→ Task to carry out
Gather every line in the entries below that contains the word "wooden" and copy each one in full. Only lines whose capitalization matches count.

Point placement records
┄┄┄┄┄┄┄┄┄┄
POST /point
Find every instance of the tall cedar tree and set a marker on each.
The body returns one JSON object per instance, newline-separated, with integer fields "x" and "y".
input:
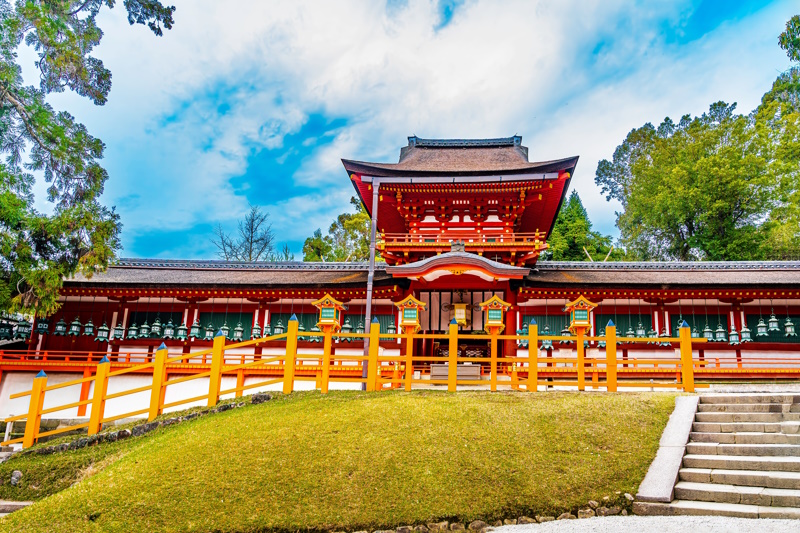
{"x": 572, "y": 236}
{"x": 721, "y": 186}
{"x": 37, "y": 250}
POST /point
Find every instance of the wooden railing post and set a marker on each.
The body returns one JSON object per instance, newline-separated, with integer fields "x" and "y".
{"x": 374, "y": 350}
{"x": 581, "y": 361}
{"x": 99, "y": 396}
{"x": 215, "y": 374}
{"x": 452, "y": 356}
{"x": 493, "y": 364}
{"x": 409, "y": 359}
{"x": 533, "y": 357}
{"x": 35, "y": 410}
{"x": 327, "y": 341}
{"x": 611, "y": 357}
{"x": 687, "y": 364}
{"x": 156, "y": 393}
{"x": 291, "y": 355}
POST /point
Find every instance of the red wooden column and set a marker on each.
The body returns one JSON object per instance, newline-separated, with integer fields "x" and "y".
{"x": 509, "y": 345}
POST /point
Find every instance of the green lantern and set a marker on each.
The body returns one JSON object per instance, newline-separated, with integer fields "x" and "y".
{"x": 6, "y": 330}
{"x": 761, "y": 328}
{"x": 733, "y": 336}
{"x": 196, "y": 331}
{"x": 74, "y": 328}
{"x": 745, "y": 334}
{"x": 156, "y": 331}
{"x": 565, "y": 333}
{"x": 23, "y": 330}
{"x": 133, "y": 331}
{"x": 209, "y": 336}
{"x": 42, "y": 326}
{"x": 720, "y": 334}
{"x": 773, "y": 323}
{"x": 347, "y": 328}
{"x": 169, "y": 329}
{"x": 182, "y": 332}
{"x": 547, "y": 344}
{"x": 119, "y": 332}
{"x": 788, "y": 327}
{"x": 238, "y": 332}
{"x": 102, "y": 333}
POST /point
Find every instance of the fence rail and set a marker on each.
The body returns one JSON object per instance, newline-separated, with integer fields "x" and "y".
{"x": 375, "y": 370}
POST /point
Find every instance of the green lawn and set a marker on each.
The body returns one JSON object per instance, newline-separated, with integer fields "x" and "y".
{"x": 349, "y": 461}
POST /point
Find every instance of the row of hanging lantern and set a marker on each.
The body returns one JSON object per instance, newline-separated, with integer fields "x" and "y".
{"x": 11, "y": 331}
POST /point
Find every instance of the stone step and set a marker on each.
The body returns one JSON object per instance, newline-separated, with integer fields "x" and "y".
{"x": 728, "y": 417}
{"x": 753, "y": 450}
{"x": 736, "y": 427}
{"x": 740, "y": 408}
{"x": 752, "y": 478}
{"x": 739, "y": 462}
{"x": 744, "y": 437}
{"x": 688, "y": 507}
{"x": 713, "y": 492}
{"x": 749, "y": 398}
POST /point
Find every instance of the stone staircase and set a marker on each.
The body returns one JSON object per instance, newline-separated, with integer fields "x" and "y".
{"x": 742, "y": 458}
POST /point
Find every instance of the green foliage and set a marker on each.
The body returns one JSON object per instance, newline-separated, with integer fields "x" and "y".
{"x": 789, "y": 40}
{"x": 312, "y": 462}
{"x": 347, "y": 238}
{"x": 572, "y": 236}
{"x": 37, "y": 250}
{"x": 707, "y": 188}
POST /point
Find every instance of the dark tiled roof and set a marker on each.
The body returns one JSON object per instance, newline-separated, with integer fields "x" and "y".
{"x": 184, "y": 273}
{"x": 667, "y": 274}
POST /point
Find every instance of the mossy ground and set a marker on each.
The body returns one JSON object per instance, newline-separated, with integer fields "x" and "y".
{"x": 348, "y": 461}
┄┄┄┄┄┄┄┄┄┄
→ Solution to the exercise
Find every instance of the wooden railing post and set a marker on each.
Find every instance of the red wooden column and set a marker on each.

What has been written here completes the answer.